- ABOUT THIS TASK:
Whenever a line in the material below includes "cascade", copy that line.

- RECORDS TO USE:
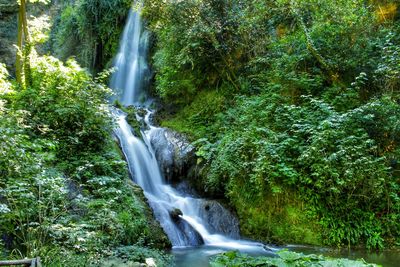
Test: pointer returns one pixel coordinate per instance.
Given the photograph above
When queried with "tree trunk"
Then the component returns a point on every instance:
(18, 63)
(23, 67)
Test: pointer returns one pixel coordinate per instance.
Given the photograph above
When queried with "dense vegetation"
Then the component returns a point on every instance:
(292, 105)
(294, 109)
(65, 192)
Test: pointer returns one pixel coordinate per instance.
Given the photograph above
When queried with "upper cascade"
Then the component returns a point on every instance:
(132, 72)
(188, 221)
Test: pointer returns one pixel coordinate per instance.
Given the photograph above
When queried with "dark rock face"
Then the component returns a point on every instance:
(174, 153)
(219, 220)
(175, 213)
(193, 238)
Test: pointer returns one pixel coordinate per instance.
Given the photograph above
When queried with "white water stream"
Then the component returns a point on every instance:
(189, 226)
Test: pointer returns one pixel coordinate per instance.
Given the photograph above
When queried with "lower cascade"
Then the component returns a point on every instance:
(187, 220)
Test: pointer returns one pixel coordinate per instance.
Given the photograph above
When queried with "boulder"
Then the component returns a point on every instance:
(173, 151)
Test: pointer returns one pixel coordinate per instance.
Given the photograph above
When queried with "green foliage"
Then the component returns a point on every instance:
(293, 109)
(285, 259)
(65, 193)
(90, 30)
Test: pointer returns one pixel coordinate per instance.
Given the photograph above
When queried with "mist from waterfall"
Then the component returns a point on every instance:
(185, 219)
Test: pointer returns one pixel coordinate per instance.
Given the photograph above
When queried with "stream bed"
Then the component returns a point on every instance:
(200, 256)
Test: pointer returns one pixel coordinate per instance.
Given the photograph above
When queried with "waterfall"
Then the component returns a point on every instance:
(132, 72)
(184, 218)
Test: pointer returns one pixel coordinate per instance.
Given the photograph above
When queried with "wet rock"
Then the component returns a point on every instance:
(219, 219)
(173, 152)
(192, 237)
(175, 213)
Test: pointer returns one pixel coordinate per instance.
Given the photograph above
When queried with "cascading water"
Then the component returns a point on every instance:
(189, 226)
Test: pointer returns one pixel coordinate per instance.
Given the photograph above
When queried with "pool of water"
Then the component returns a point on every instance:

- TASK ANSWER:
When queried with "upper cascade"
When queried with "lower cascade"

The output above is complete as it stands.